Do this> Rewrite the rows from the line with "Point to the uniform pocket" through the end of the rows, changing "outstretched hand" to "extended hand" and leaving everything else unchanged.

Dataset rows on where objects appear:
+-------+

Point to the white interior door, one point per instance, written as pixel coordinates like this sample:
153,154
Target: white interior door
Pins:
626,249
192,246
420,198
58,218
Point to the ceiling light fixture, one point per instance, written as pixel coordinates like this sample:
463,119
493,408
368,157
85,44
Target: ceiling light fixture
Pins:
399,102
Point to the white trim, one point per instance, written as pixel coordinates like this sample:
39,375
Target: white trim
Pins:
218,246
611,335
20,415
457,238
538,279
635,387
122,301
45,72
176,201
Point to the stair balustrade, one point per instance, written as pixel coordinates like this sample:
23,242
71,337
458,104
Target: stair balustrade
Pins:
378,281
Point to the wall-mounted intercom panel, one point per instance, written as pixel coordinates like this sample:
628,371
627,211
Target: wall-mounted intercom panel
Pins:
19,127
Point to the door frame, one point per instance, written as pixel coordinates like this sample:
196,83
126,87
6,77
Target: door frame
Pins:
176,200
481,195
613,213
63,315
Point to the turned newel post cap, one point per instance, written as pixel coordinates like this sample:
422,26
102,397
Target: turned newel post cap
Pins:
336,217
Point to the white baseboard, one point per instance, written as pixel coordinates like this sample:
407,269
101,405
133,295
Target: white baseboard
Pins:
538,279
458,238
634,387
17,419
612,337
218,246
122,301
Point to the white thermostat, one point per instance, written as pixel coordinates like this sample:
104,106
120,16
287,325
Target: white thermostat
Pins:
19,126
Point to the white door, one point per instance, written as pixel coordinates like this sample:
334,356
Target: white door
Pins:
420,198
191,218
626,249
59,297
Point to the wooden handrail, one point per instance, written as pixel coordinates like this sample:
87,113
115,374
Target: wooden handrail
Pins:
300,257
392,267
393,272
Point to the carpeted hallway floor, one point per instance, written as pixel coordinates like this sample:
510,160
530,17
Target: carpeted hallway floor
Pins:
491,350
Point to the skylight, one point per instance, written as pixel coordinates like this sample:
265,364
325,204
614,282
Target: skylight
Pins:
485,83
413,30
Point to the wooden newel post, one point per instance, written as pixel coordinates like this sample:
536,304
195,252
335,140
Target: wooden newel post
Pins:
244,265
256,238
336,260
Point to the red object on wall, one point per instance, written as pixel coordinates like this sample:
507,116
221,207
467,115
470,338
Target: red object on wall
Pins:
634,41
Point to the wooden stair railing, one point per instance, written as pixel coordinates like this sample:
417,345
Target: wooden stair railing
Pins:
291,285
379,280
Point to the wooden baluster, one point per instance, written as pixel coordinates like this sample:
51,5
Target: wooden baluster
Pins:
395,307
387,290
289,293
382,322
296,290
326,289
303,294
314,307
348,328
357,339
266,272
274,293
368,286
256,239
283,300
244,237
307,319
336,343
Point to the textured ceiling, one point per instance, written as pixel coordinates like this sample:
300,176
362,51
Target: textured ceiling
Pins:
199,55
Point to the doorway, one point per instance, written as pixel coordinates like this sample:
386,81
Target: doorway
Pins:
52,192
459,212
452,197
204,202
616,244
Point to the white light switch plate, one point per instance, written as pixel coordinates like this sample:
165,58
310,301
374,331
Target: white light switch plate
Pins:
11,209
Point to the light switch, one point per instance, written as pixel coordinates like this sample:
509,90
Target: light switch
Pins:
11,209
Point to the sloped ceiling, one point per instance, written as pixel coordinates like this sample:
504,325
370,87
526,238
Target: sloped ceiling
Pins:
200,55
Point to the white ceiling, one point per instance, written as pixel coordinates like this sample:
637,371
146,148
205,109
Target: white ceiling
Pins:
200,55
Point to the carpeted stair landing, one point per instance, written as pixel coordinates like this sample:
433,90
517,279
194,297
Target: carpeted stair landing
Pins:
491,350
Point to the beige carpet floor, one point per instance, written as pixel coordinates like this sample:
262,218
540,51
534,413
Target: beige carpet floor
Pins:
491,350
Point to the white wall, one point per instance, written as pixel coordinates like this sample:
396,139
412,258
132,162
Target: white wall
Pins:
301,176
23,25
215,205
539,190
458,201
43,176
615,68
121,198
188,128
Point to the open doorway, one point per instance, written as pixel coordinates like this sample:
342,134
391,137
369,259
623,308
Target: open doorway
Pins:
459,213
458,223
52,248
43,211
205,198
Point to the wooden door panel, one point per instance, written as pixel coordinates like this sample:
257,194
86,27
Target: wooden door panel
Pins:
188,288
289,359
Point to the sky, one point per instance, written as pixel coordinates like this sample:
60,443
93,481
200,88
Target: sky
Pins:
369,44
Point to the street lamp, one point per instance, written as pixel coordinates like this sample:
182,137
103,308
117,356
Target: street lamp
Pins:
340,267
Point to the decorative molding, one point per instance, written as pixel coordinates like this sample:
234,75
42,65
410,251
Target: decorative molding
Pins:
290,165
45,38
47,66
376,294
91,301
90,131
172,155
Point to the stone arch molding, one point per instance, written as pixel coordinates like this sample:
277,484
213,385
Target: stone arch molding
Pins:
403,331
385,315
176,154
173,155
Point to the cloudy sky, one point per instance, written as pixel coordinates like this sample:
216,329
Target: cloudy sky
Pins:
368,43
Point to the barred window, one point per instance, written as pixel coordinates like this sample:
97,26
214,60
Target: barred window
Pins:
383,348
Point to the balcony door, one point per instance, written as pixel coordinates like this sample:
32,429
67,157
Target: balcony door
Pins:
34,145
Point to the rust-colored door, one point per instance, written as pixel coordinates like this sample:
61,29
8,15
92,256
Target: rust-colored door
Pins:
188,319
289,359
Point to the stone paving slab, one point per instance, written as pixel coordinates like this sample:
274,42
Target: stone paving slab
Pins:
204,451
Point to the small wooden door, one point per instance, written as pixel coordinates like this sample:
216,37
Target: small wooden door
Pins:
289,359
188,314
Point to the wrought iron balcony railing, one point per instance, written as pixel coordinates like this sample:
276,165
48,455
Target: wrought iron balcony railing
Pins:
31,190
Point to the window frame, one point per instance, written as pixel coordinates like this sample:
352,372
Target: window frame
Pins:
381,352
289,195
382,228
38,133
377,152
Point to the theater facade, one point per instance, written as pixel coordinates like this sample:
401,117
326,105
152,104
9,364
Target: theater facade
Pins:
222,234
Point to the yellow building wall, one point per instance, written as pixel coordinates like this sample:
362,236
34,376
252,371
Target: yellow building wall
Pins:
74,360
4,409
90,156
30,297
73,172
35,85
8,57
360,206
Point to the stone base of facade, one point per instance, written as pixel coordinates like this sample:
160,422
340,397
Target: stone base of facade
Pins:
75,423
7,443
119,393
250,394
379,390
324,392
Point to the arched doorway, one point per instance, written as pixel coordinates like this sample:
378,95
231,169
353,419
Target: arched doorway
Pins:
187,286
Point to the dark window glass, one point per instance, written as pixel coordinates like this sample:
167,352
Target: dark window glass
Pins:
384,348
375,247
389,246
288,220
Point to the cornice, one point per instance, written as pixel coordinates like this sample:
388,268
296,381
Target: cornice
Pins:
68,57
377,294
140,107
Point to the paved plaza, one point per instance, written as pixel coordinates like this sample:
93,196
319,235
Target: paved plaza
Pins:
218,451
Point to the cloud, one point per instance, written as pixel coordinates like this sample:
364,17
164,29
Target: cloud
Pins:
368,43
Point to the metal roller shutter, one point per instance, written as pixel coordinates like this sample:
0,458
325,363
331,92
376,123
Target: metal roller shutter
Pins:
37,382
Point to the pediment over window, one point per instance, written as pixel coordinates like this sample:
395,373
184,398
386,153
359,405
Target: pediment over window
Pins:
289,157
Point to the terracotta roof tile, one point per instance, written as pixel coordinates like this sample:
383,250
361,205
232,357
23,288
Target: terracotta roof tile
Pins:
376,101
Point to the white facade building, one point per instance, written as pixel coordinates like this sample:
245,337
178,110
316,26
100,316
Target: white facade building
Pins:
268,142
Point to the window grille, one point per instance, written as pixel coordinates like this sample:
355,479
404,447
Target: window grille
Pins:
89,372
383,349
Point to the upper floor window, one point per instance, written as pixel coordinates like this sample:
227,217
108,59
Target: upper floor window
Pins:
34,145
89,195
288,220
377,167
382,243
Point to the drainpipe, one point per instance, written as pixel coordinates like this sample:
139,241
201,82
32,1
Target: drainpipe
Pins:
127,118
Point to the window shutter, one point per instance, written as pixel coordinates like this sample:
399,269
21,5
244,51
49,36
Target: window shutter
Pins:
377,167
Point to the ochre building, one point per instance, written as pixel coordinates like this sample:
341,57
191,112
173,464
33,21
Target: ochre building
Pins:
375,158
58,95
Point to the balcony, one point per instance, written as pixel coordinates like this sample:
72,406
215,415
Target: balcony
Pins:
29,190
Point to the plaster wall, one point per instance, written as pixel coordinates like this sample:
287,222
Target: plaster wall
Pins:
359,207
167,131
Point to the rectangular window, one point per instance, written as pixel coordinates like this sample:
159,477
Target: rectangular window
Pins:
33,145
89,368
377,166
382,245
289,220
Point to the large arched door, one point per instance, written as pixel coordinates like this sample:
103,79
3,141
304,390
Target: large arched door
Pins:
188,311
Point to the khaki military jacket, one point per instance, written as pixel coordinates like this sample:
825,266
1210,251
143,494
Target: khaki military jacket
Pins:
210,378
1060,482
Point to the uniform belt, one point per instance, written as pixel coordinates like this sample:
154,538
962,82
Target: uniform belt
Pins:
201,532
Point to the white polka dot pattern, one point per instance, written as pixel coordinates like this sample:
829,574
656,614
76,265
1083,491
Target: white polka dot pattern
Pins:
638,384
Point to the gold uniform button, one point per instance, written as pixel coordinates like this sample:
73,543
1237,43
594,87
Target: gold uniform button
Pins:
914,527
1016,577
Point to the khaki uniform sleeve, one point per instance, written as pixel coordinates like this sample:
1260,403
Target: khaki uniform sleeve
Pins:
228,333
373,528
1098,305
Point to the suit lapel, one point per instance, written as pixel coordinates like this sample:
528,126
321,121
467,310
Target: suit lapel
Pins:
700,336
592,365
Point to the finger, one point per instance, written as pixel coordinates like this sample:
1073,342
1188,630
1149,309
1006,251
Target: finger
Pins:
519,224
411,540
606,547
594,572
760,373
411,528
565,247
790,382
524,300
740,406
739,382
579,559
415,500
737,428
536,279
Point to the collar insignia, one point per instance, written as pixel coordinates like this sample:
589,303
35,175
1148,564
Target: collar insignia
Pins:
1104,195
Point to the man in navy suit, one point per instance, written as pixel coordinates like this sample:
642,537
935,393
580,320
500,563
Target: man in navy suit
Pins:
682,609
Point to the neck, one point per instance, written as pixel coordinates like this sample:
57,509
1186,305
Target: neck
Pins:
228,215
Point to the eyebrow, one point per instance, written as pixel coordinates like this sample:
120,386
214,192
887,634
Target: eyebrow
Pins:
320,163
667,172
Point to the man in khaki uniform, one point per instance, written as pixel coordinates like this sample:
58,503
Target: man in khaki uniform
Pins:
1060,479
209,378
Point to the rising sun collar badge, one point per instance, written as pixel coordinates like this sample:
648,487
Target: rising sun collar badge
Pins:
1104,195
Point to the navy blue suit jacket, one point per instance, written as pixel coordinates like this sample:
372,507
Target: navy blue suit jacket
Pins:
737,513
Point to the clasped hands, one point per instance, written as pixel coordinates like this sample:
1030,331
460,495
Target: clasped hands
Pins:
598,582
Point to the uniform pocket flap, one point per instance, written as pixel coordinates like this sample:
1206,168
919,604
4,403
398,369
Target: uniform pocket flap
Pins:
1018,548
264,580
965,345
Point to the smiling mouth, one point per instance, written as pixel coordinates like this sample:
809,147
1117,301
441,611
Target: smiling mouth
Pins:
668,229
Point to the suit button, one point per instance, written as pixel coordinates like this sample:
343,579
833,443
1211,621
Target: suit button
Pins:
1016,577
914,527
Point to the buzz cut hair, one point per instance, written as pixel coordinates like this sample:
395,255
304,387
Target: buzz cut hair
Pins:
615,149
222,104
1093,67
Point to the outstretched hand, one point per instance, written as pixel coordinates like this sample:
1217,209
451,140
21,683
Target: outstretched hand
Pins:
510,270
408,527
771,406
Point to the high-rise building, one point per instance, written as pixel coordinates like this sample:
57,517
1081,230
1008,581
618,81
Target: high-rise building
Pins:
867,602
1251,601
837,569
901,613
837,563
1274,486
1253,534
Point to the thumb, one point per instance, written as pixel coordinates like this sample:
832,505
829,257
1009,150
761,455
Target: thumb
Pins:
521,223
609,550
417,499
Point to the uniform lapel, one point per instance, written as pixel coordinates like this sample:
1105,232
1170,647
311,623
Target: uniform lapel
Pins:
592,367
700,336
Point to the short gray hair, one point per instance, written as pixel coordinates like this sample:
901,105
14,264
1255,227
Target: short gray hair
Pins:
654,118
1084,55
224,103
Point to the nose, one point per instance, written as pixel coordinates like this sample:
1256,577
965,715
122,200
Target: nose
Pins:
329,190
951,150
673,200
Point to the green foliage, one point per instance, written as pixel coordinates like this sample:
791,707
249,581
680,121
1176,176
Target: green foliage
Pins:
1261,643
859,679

+-------+

Answer for the task>
Point to the uniform pocket flap, one point per instance, written as pixel coordinates like this sample:
1206,168
919,604
4,403
398,369
Target: uniform pocket flap
Pins:
1018,548
264,580
965,345
Point to the smiling mouth, one point per instance, written as pixel coordinates like this sample:
809,147
1117,301
441,611
Target: smiling mouth
Pins:
668,229
Point to the suit button, one point per instance, written as pixel coordinates like this sample:
343,579
833,443
1211,621
Target: suit button
Pins:
1016,577
914,527
Point to the buzz cut hair, one point per instance, written as pixel coordinates like this sample:
395,255
304,387
Target: buzz cut hair
Pins:
615,149
222,104
1093,67
Point to the extended hand, one point per instance, written as pixel coordinates like this sample:
1217,209
451,140
21,683
Target: extended hand
Pins:
510,270
408,527
771,406
Point to the high-rise building, one point per instance, written as pixel coordinates like this sample:
57,517
1081,230
1008,581
618,81
Target: high-rise building
Pins:
867,602
1251,601
837,569
901,613
837,563
1274,486
1253,534
Point to the thumb, one point per instance, written as pixel coordinates like this sample:
832,505
829,257
1009,150
761,455
Target: thumb
Pins:
521,223
609,550
417,499
Point to the uniform lapel, one point per instance, written as pixel coordinates like this sample:
1105,232
1170,647
311,623
Target: uniform lapel
Pins:
592,367
700,336
Point to the short gray hair, one point per instance, written as pixel coordinates like this sample:
901,105
14,264
1255,227
Target: short gray hair
Pins:
654,118
1084,55
224,103
Point to the nose, one point per instance, written as pixel coordinates like this sample:
1256,577
965,715
122,200
Target: nose
Pins:
329,190
951,150
673,200
Point to the green foliage, one point per instance, written as pixel coordinates like this sample:
791,707
249,581
680,121
1176,176
Target: green foliage
Pins:
1261,643
859,679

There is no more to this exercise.